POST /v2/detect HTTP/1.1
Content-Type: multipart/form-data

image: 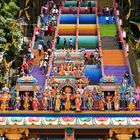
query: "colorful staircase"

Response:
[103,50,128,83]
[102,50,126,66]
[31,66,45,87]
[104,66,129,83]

----------------------------------------

Directive: Write the lines above as a JSON list of strings, one string per line, with blank lines omitted. Leave the pictures out of the answer.

Solution to the exercise:
[
  "POST /v2/detect HTTP/1.1",
  "Content-Type: multipart/form-data",
  "image: ",
  "query: \"colorful staircase\"",
  "Response:",
  "[103,50,128,83]",
  "[102,50,126,66]",
  "[31,66,45,87]",
  "[104,66,129,83]"
]